TASK PROMPT ->
Each entry should be quoted word for word, including every mark of punctuation.

[Data entries]

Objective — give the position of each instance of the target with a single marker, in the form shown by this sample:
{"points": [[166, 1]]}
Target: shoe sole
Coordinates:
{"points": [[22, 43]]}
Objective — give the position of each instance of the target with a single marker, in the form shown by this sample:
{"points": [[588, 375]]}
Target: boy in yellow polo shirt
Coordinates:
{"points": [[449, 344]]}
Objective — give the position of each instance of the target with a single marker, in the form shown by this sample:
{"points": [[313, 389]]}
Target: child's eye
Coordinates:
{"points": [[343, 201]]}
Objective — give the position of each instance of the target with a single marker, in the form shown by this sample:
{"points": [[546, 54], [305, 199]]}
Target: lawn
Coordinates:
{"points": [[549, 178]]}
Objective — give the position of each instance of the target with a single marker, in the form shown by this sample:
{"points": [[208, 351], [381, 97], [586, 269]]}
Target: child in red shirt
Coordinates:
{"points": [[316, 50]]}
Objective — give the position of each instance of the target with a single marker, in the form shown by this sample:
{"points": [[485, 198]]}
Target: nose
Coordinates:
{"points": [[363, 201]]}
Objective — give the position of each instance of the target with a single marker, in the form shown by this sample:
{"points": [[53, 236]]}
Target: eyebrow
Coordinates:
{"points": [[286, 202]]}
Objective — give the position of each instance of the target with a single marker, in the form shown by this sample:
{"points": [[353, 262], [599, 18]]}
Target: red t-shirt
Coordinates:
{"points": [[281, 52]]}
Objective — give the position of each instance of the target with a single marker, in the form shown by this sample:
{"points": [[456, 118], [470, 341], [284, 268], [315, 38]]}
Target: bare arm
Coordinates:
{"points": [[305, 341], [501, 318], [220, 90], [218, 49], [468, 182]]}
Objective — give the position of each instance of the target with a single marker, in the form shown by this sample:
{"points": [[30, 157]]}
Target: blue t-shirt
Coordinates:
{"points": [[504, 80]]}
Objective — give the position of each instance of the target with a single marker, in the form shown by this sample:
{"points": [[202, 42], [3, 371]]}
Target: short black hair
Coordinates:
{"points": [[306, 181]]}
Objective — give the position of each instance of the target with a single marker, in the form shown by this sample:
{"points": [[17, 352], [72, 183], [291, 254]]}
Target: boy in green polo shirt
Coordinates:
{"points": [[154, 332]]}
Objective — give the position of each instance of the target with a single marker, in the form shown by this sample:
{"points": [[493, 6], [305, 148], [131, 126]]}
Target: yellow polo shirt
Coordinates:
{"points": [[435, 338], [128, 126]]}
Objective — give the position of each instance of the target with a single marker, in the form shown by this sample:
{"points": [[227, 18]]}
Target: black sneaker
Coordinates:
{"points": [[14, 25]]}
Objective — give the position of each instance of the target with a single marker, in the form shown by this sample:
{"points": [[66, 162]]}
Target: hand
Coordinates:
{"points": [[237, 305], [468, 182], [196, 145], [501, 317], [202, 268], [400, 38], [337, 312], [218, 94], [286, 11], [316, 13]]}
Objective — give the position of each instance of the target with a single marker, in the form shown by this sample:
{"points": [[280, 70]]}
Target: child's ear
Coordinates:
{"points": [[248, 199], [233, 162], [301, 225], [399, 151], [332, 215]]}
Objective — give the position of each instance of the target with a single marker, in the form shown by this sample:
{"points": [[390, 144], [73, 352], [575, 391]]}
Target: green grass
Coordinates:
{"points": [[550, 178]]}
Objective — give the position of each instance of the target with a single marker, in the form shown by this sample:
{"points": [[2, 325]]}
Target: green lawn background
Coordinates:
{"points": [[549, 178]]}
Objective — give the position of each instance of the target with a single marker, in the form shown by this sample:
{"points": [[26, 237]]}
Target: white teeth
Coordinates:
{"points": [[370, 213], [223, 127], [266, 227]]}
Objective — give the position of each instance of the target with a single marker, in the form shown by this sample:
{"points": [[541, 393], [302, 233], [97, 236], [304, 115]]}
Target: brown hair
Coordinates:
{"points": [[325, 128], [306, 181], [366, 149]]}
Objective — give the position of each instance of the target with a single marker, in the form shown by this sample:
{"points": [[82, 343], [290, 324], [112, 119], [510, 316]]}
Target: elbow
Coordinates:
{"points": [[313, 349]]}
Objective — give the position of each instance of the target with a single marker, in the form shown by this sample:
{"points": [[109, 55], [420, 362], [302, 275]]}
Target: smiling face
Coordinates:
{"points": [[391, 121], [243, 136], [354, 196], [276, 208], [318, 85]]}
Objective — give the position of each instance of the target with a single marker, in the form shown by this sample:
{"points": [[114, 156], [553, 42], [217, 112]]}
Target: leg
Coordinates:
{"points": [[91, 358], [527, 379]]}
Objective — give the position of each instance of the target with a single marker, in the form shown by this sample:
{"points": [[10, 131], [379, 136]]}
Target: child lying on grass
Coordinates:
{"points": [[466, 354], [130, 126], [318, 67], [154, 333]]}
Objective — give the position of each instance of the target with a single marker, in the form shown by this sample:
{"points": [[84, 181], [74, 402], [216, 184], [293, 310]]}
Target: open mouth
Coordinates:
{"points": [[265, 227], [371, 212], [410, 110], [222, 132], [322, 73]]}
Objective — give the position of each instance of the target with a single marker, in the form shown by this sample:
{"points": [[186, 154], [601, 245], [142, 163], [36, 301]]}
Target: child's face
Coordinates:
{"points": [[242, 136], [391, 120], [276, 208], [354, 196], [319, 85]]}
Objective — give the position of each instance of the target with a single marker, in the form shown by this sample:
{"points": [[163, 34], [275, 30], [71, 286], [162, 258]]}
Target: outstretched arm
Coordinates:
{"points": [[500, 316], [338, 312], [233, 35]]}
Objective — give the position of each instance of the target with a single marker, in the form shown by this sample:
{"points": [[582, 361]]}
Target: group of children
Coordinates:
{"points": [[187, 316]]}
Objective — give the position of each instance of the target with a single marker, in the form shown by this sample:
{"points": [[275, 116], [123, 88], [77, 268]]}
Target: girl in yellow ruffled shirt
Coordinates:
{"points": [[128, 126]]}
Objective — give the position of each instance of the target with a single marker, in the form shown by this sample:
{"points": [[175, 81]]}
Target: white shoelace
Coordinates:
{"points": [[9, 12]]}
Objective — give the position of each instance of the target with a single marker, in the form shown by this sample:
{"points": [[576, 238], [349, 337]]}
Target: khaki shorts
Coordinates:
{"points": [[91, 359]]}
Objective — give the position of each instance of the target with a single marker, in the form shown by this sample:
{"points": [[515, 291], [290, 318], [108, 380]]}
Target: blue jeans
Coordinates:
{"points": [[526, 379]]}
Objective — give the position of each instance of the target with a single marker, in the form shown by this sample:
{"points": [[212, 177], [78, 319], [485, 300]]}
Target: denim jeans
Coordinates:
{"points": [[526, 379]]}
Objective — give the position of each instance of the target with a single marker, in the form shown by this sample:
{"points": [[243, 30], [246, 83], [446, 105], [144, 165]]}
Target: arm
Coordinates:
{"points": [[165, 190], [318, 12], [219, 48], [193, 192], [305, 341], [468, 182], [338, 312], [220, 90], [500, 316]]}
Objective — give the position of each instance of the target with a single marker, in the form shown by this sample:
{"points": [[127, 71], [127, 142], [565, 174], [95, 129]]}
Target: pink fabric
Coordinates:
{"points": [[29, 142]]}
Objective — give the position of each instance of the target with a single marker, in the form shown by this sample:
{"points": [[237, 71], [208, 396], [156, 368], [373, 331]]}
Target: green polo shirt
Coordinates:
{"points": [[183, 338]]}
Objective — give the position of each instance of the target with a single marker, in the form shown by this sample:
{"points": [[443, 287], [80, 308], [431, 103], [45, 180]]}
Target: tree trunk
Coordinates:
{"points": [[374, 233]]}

ANSWER TO THE EXERCISE ->
Objective — give the position of each instance of the target with a single marker, in the form shown by this sample:
{"points": [[166, 1]]}
Target: shoe sole
Coordinates:
{"points": [[22, 43]]}
Objective — give the position of each instance of the target with a single marker, in the form shown by this sample:
{"points": [[588, 375]]}
Target: boy in yellow polo shirt
Coordinates:
{"points": [[449, 344]]}
Objective — give the position of each instance of the target with a single marker, in the form shown by this sample:
{"points": [[313, 389]]}
Target: child's eye
Coordinates:
{"points": [[343, 201]]}
Objective — give the position of each instance of the target with a single marker, in the form shown by this sample:
{"points": [[546, 54], [305, 199]]}
Target: lawn
Coordinates:
{"points": [[549, 178]]}
Objective — give the position of each instance of the target with a single marker, in the form shown by this sample:
{"points": [[208, 351], [381, 97], [586, 269]]}
Target: child in red shirt
Coordinates:
{"points": [[316, 50]]}
Objective — give the position of each instance of the target with a single marker, in the form shown by this sample:
{"points": [[485, 198]]}
Target: nose
Coordinates:
{"points": [[363, 201]]}
Objective — give the position of each instance of the target with a single marker, in the form shown by this sample:
{"points": [[53, 236]]}
Target: eyebrow
Coordinates:
{"points": [[286, 202]]}
Objective — give the position of each instance of the target with a single marker, in the form shown by this sample:
{"points": [[353, 262], [599, 18]]}
Target: red t-shirt
Coordinates:
{"points": [[281, 52]]}
Objective — give the position of each instance of the target with a single marker, in the form shown by this sample:
{"points": [[456, 118], [470, 341], [284, 268], [315, 38]]}
Target: bare arm
Coordinates:
{"points": [[305, 341], [501, 318], [220, 90], [218, 49], [468, 182]]}
Objective — give the position of each instance of the target with a single marker, in the form shown by this sample:
{"points": [[30, 157]]}
Target: blue t-shirt
Coordinates:
{"points": [[504, 80]]}
Objective — give the position of each instance of the target with a single marker, in the form shown by this sample:
{"points": [[202, 42], [3, 371]]}
Target: short black hair
Coordinates:
{"points": [[306, 181]]}
Objective — give the position of each instance of the target with a single marker, in the form shown by this sample:
{"points": [[17, 352], [72, 183], [291, 254]]}
Target: boy in green polo shirt
Coordinates:
{"points": [[154, 332]]}
Objective — give the position of each instance of the target with a single marker, in the form shown by this sample:
{"points": [[493, 6], [305, 148], [131, 126]]}
Target: yellow polo shirt
Coordinates:
{"points": [[435, 338], [128, 126]]}
Objective — give the position of each instance of the target with a single marker, in the form shown by this sample:
{"points": [[227, 18]]}
Target: black sneaker
Coordinates:
{"points": [[14, 25]]}
Objective — give the position of each instance of the target with a single marker, in the form shown by this sample:
{"points": [[66, 162]]}
Target: hand
Coordinates:
{"points": [[237, 305], [468, 182], [196, 145], [501, 317], [202, 268], [400, 38], [337, 312], [218, 94], [286, 11], [316, 13]]}
Objective — give the position of each instance of the target with a single marker, in the form shown by this sample:
{"points": [[280, 70]]}
Target: child's ear
Coordinates:
{"points": [[248, 199], [233, 162], [301, 225], [399, 151], [332, 215]]}
Objective — give the position of each instance of the target with a single marker, in the form shown by this sample:
{"points": [[390, 144], [73, 352], [575, 391]]}
Target: green grass
Coordinates:
{"points": [[550, 178]]}
Objective — give the position of each instance of the target with a single marker, in the form shown by this sample:
{"points": [[2, 325]]}
Target: green lawn background
Coordinates:
{"points": [[549, 178]]}
Objective — give the position of each instance of the target with a single marker, in the form shown by this sample:
{"points": [[26, 237]]}
Target: white teeth
Coordinates:
{"points": [[370, 213], [223, 127], [266, 227]]}
Objective — give the position of each instance of the target with a single marker, in the form shown by this sample:
{"points": [[541, 393], [302, 233], [97, 236], [304, 115]]}
Target: brown hair
Coordinates:
{"points": [[325, 128], [306, 181], [366, 149]]}
Objective — give the position of each instance of the target with a single marker, in the form shown by this sample:
{"points": [[82, 343], [290, 324], [112, 119], [510, 316]]}
Target: elbow
Coordinates:
{"points": [[313, 349]]}
Objective — give the position of each instance of the target with a single marker, in the form shown by this sample:
{"points": [[109, 55], [420, 362], [302, 275]]}
Target: smiling face
Coordinates:
{"points": [[391, 121], [243, 136], [354, 196], [276, 208], [318, 85]]}
Objective — give the position of each instance of the target with a single marker, in the form shown by this sample:
{"points": [[114, 156], [553, 42], [217, 112]]}
Target: leg
Coordinates:
{"points": [[91, 358], [527, 379]]}
Objective — give the position of each instance of the target with a single marker, in the form shown by this sample:
{"points": [[10, 131], [379, 136]]}
Target: child lying on grass
Coordinates:
{"points": [[466, 354], [130, 126], [318, 67], [154, 333]]}
Objective — give the position of each instance of the target with a single marker, in the form shown by this sample:
{"points": [[84, 181], [74, 402], [216, 184], [293, 310]]}
Target: open mouth
Coordinates:
{"points": [[265, 227], [371, 212], [410, 110], [222, 132], [322, 73]]}
Objective — give the position of each instance of the target with a single marker, in the form shown by this sample:
{"points": [[186, 154], [601, 245], [142, 163], [36, 301]]}
Target: child's face
Coordinates:
{"points": [[242, 136], [391, 120], [276, 208], [354, 196], [319, 85]]}
Objective — give the position of each instance of the target with a single marker, in the form shown by this sample:
{"points": [[163, 34], [275, 30], [71, 286], [162, 258]]}
Target: outstretched arm
Coordinates:
{"points": [[500, 316], [338, 312], [233, 35]]}
Objective — give the position of each instance of the target with a single marker, in the form shown by this sample:
{"points": [[582, 361]]}
Target: group of children
Coordinates:
{"points": [[187, 316]]}
Objective — give the position of each instance of the target with a single marker, in the form shown by this sample:
{"points": [[275, 116], [123, 88], [77, 268]]}
Target: girl in yellow ruffled shirt
Coordinates:
{"points": [[128, 126]]}
Objective — give the position of each instance of the target with a single marker, in the form shown by this sample:
{"points": [[175, 81]]}
Target: white shoelace
Coordinates:
{"points": [[9, 12]]}
Objective — give the position of each instance of the target with a single marker, in the form shown by this sample:
{"points": [[576, 238], [349, 337]]}
Target: khaki shorts
Coordinates:
{"points": [[91, 359]]}
Objective — give the position of each instance of the target with a single marker, in the form shown by this sample:
{"points": [[515, 291], [290, 318], [108, 380]]}
Target: blue jeans
Coordinates:
{"points": [[526, 379]]}
Objective — give the position of each instance of the target with a single marker, in the form shown by this sample:
{"points": [[212, 177], [78, 319], [485, 300]]}
Target: denim jeans
Coordinates:
{"points": [[526, 379]]}
Objective — give the position of each instance of the target with a single marker, in the form shown by this sample:
{"points": [[243, 30], [246, 83], [446, 105], [144, 165]]}
Target: arm
Coordinates:
{"points": [[165, 190], [318, 12], [219, 48], [193, 192], [305, 341], [468, 182], [338, 312], [220, 90], [500, 316]]}
Objective — give the position of each instance of the target with a single marker, in the form shown by this sample:
{"points": [[127, 71], [127, 142], [565, 174], [95, 129]]}
Target: pink fabric
Coordinates:
{"points": [[29, 142]]}
Objective — give the position of each instance of the target with a single marker, in the form shown by this sample:
{"points": [[237, 71], [208, 396], [156, 368], [373, 331]]}
Target: green polo shirt
Coordinates:
{"points": [[183, 338]]}
Objective — give the position of each instance of the target with a single marker, in the form shown by this sample:
{"points": [[443, 287], [80, 308], [431, 103], [45, 180]]}
Target: tree trunk
Coordinates:
{"points": [[374, 233]]}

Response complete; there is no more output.